━━━ Records provided ━━━

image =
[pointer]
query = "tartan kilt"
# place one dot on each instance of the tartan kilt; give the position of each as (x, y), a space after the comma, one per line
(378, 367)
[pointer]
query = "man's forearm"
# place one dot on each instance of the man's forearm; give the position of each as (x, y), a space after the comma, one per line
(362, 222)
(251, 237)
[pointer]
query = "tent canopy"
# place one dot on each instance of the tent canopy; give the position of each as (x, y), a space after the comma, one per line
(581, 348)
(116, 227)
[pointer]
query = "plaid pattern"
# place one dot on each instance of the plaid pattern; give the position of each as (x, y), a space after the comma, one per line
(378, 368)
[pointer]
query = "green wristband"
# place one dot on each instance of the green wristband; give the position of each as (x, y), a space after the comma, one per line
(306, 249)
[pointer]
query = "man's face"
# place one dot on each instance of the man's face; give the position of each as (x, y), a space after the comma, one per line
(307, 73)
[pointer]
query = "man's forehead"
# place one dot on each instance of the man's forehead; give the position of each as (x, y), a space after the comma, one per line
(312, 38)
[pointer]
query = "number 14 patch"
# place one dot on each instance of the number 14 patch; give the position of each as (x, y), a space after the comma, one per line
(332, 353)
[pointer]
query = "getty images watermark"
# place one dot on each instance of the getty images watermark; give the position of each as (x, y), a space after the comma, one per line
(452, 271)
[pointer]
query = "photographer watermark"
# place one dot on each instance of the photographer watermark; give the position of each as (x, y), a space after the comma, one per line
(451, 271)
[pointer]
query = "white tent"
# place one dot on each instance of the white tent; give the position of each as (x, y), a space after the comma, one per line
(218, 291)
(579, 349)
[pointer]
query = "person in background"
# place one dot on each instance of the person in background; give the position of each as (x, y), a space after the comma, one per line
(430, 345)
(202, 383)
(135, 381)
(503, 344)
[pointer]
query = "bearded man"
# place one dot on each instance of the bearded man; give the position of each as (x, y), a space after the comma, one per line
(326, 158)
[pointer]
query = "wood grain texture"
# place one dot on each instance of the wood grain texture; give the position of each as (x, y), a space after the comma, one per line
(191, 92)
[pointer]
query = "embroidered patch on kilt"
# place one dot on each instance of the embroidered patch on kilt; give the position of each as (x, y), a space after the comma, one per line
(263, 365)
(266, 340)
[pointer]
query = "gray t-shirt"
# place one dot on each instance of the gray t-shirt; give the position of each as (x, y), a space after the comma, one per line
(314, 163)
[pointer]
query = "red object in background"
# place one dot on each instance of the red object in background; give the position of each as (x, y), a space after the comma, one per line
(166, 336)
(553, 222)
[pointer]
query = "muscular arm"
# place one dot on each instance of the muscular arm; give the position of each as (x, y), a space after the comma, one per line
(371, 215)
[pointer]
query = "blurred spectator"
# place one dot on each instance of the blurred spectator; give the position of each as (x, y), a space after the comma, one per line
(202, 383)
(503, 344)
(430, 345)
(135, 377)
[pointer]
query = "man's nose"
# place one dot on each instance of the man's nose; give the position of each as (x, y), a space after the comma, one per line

━━━

* [Aim of the exercise] Output all of the data without altering a single line.

* [Response to the task]
image =
[pointer]
query = "tartan kilt"
# place one dot on each instance of the tartan kilt; give the position of each as (x, y), a space after the comma, one per line
(378, 367)
[pointer]
query = "man's forearm"
# place one dot on each instance of the man's forearm; give the position of each as (x, y), a space after the comma, one per line
(362, 222)
(251, 237)
[pointer]
query = "tent canopy"
# place one dot on each instance of the tent canopy; give the position of each as (x, y), a space after the comma, one per line
(581, 348)
(116, 227)
[pointer]
query = "plaid pattern"
# place one dot on each instance of the plaid pattern; give the position of each as (x, y), a space after the comma, one per line
(378, 368)
[pointer]
query = "green wristband"
# place one dot on each instance of the green wristband; give the position of each as (x, y), a space after the comma, one per line
(306, 249)
[pointer]
query = "man's face"
# place one dot on each instance of the man's face; give the position of each as (x, y), a space after the comma, one per line
(307, 73)
[pointer]
query = "man's forehead"
# place one dot on each instance of the man's forehead; give the position of each as (x, y), a space after the comma, one per line
(312, 38)
[pointer]
query = "number 14 patch"
# place one dot on each instance of the number 14 patch; give the position of each as (x, y), a space after the comma, one per line
(332, 353)
[pointer]
query = "getty images watermark"
# place one dot on each instance of the getty images watermark; give the position of each as (x, y), a space after the comma, one per line
(452, 271)
[pointer]
query = "photographer watermark"
# place one dot on each instance of the photographer watermark; give the position of each as (x, y), a space after the comma, one per line
(451, 271)
[pointer]
query = "white tent"
# place one dot on each instance of the white tent; give the position of each as (x, y), a space after the comma, one per line
(218, 291)
(579, 349)
[pointer]
query = "person in background"
# place one dot on each instance of the person in background; give the position of each as (x, y), a space after the comma, one per line
(430, 345)
(202, 383)
(135, 381)
(503, 344)
[pointer]
query = "bearded man"
# place one dot on each instance of the bearded man; give the position of each as (x, y), a space after the comma, one per line
(326, 158)
[pointer]
query = "wood grain texture"
# place one dot on each instance of the wood grain texture; give the position of each as (x, y), a space after the comma, one per line
(191, 92)
[pointer]
query = "embroidered patch on kilt"
# place one dot on each instance of the embroidered patch on kilt; give the position of each as (x, y), a space after the comma, one per line
(263, 365)
(266, 340)
[pointer]
query = "gray t-shirt"
# place one dot on each instance of the gray t-shirt; give the position of each as (x, y), a space after the comma, one per line
(314, 163)
[pointer]
query = "red object in background"
# place one dot on each instance of the red object in background; give the position of each as (x, y), a space after the comma, one per line
(166, 336)
(553, 222)
[pointer]
query = "muscular arm"
# place one dot on each instance of the muscular arm; give the position of each as (x, y), a space after the comma, one per line
(371, 215)
[pointer]
query = "blurred spectator"
# place one dot on each instance of the blurred spectator; give the position of each as (x, y), a space after the comma, one per line
(202, 383)
(503, 344)
(430, 345)
(135, 377)
[pointer]
query = "man's nose"
# place one dot on each instance of the man's nose; give the position of each as (x, y), a space after the comma, one per line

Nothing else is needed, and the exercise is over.